-- EXCERPT follows --
The next part was to ensure we had Nitrox for the Thistlegorm, and again while that could be arranged in Sharm, the boat apparently did not have an analyser! In the end we took three Nitrox tanks that were left over and analysed by us to use on the second dive on the Thistlegorm.
Once all that sh!t was organised I did a single dive at high tide level with a local guide Rabi, who was there while I took some photographs.
I brought the D7100 instead of the TG6, and that was a mistake.
Some great WA opportunities in this area, but hey ho, I hoped to dive it again before we left.
Day Four - Thistlegorm and Ras Mohammed
04:00 departure from Dahab. Morning did not start too well as the sole of one of my left sandal partially came off making it impossible to use, so I had to use my travel shoes. These were replaced by some crappy neoprene beach shoes at a petrol station just outside of Dahab for EGP130, but they did the job. I still had to take my shoes on board the boat at SSH because the van we had was not the one we would be taking back to Dahab.
Arriving at SSH marina we unloaded the gear including three Nitrox tanks onto a trolly to take to the boat.
Our original plan was to have Nitrox for all of us for today’s diving and while this could be arranged there was no analyser available to test the gas, so we had to opt for air on dives one and three. This meant that Yasser, our guide, ended up with a 17 minute deco on the second dive, which was bloody crazy.
-- EXCERPT concluded --
-- ENTRIES PROVIDED follows --
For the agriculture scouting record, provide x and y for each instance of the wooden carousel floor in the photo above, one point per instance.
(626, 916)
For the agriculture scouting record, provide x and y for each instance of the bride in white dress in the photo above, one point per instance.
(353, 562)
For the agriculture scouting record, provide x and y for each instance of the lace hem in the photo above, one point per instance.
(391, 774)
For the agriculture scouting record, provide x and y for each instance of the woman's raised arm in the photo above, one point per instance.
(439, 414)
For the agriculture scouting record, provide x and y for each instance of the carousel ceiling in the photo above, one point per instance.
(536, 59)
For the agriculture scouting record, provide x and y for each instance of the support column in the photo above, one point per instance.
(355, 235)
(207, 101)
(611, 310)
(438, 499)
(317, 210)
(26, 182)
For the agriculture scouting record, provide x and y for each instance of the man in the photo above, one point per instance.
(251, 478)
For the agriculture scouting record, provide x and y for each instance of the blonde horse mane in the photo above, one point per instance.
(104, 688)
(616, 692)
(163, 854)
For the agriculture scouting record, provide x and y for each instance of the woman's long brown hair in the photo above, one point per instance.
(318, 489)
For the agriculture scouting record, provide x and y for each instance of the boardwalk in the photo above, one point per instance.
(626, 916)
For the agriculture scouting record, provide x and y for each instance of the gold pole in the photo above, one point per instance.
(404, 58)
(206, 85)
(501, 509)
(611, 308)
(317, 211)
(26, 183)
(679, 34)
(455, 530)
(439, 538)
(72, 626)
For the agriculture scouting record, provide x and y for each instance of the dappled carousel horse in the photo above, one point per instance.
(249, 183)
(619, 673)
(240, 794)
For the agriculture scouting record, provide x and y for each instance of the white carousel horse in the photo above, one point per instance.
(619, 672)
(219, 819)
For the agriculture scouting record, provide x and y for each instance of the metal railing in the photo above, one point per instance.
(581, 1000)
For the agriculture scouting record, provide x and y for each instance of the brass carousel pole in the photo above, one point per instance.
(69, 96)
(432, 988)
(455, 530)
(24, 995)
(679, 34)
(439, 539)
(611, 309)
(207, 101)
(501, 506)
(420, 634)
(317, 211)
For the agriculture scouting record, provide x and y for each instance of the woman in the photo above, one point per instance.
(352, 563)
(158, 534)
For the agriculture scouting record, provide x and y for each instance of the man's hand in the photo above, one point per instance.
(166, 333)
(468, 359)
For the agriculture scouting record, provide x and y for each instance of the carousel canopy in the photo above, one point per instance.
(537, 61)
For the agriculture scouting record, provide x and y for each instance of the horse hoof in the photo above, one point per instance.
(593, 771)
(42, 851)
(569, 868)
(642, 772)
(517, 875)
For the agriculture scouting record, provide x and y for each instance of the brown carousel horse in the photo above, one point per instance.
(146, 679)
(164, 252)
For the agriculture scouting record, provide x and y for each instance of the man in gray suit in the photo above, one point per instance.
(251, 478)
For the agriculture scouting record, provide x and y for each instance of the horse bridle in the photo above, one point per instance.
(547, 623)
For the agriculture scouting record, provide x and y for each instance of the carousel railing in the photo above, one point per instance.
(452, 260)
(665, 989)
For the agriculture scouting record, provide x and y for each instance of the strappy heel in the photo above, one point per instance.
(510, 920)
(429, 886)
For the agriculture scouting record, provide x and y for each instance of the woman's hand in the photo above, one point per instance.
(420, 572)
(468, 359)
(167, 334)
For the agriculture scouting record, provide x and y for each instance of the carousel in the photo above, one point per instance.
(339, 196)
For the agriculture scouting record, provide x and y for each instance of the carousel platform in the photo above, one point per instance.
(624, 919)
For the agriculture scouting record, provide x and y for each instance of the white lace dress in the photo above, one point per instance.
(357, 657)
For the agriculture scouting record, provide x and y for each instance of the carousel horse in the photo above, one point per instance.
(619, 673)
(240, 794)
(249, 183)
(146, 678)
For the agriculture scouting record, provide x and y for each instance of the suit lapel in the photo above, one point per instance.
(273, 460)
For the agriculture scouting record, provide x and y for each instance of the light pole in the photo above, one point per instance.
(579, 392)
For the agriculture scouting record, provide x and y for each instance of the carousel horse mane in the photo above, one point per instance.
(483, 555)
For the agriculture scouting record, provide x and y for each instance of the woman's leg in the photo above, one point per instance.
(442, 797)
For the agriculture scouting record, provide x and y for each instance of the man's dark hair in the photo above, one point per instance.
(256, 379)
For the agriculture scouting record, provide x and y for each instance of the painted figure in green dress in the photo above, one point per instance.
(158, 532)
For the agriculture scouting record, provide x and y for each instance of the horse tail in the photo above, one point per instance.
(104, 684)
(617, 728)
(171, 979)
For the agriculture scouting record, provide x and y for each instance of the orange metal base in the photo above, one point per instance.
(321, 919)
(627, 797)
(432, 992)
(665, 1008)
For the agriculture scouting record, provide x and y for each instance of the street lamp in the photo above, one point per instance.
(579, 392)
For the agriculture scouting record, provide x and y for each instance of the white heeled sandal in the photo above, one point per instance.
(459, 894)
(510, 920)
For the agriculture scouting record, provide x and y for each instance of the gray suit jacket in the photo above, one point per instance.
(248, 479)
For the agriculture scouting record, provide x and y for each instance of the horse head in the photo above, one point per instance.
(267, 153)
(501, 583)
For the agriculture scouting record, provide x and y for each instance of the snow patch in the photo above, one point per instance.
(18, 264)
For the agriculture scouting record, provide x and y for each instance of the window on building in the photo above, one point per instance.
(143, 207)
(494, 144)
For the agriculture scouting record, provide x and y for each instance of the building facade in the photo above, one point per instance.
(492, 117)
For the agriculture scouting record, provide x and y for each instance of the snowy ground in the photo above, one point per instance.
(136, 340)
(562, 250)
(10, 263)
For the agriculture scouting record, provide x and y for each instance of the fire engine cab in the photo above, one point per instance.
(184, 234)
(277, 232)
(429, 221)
-- ENTRIES PROVIDED concluded --
* **REQUIRED ACTIONS**
(a) Return the part of the dive trip report starting with "Some great WA" and going on through "to the boat.", copied word for word.
(b) Using the dive trip report, answer these:
(i) Which camera was brought instead of the TG6?
(ii) How much did the neoprene beach shoes bought at the petrol station cost?
(iii) At what time was the departure from Dahab on Day Four?
This material is taken from a different source than the dive trip report.

* **TASK RESPONSES**
(a)
Some great WA opportunities in this area, but hey ho, I hoped to dive it again before we left.
Day Four - Thistlegorm and Ras Mohammed
04:00 departure from Dahab. Morning did not start too well as the sole of one of my left sandal partially came off making it impossible to use, so I had to use my travel shoes. These were replaced by some crappy neoprene beach shoes at a petrol station just outside of Dahab for EGP130, but they did the job. I still had to take my shoes on board the boat at SSH because the van we had was not the one we would be taking back to Dahab.
Arriving at SSH marina we unloaded the gear including three Nitrox tanks onto a trolly to take to the boat.

(b)
(i) The D7100
(ii) EGP130
(iii) 04:00